[TEXT FOR ANALYSIS — start]

Thomas L. Gavan, MD, a former member of the College of American Pathologists (CAP) Board of Governors, died on November 22, 2001 at the age of 72. In addition to serving as a board member (1993–1998), he also served on many CAP councils and committees, and was recognized with the CAP Pathologist of the Year Award in 1989 and the Frank W. Hartman, MD, Memorial Award for meritorious service in 1999. At the time of his death, Dr Gavan was chair of the CAP Information Science and Technology Committee, a member of the Council on Scientific Affairs, and an advisor to the Standards Committee.

Dr Gavan was born in Cleveland, Ohio, and graduated from St Ignatius High School and John Carroll University, both in Cleveland, before attending the Stritch School of Medicine at Loyola University Medical Center, Maywood, Ill. He retired from the Cleveland Clinic in 1991, where he held numerous positions including clinical pathologist, chairman of the Department of Microbiology, head of the Medical Staff, and chairman of the Laboratory Medicine Division.

[TEXT FOR ANALYSIS — finish]

#### [INSTRUCTIONS]
(a) Please output the stretch of the obituary from "Dr Gavan was born" through "Laboratory Medicine Division." without changing any wording.
(b) Answer these questions from the obituary:
(i) In what year did Dr Gavan receive the CAP Pathologist of the Year Award?
(ii) In what year did he retire from the Cleveland Clinic?
(iii) Which medical school did he attend?
(c) Using the obituary, explain in one to three sentences why Dr Gavan received the Frank W. Hartman, MD, Memorial Award in 1999.

[INFORMATION SUPPLIED — start]

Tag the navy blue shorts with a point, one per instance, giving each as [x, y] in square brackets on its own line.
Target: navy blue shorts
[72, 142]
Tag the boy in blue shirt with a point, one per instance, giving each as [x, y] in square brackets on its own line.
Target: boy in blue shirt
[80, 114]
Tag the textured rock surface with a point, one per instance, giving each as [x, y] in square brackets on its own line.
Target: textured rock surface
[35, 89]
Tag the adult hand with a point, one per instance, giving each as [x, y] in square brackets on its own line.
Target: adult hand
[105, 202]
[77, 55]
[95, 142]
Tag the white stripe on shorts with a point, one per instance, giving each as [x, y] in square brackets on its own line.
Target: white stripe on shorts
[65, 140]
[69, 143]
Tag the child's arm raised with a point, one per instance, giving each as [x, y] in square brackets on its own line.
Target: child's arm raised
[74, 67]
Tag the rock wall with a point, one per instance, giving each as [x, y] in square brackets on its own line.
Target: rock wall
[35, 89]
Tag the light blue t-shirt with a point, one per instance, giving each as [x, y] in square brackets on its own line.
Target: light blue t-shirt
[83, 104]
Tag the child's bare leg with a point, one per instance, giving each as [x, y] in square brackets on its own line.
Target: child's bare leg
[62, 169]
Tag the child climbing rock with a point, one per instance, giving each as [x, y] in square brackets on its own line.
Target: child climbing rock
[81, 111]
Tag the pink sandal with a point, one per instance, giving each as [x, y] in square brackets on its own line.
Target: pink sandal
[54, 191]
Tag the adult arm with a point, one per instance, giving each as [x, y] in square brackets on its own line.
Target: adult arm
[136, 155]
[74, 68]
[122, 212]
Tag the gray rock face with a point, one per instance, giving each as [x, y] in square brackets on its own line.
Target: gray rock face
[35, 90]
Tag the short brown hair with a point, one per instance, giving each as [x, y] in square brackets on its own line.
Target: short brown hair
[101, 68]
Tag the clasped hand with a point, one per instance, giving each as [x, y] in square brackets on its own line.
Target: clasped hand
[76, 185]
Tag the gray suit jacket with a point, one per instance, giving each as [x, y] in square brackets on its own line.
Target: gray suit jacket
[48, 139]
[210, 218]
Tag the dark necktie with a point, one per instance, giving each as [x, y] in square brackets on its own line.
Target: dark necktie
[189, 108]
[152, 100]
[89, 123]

[INFORMATION SUPPLIED — finish]

#### [WRITTEN RESPONSES]
(a)
Dr Gavan was born in Cleveland, Ohio, and graduated from St Ignatius High School and John Carroll University, both in Cleveland, before attending the Stritch School of Medicine at Loyola University Medical Center, Maywood, Ill. He retired from the Cleveland Clinic in 1991, where he held numerous positions including clinical pathologist, chairman of the Department of Microbiology, head of the Medical Staff, and chairman of the Laboratory Medicine Division.

(b)
(i) 1989
(ii) 1991
(iii) The Stritch School of Medicine at Loyola University Medical Center, Maywood, Ill.

(c) He received the Frank W. Hartman, MD, Memorial Award in 1999 for meritorious service.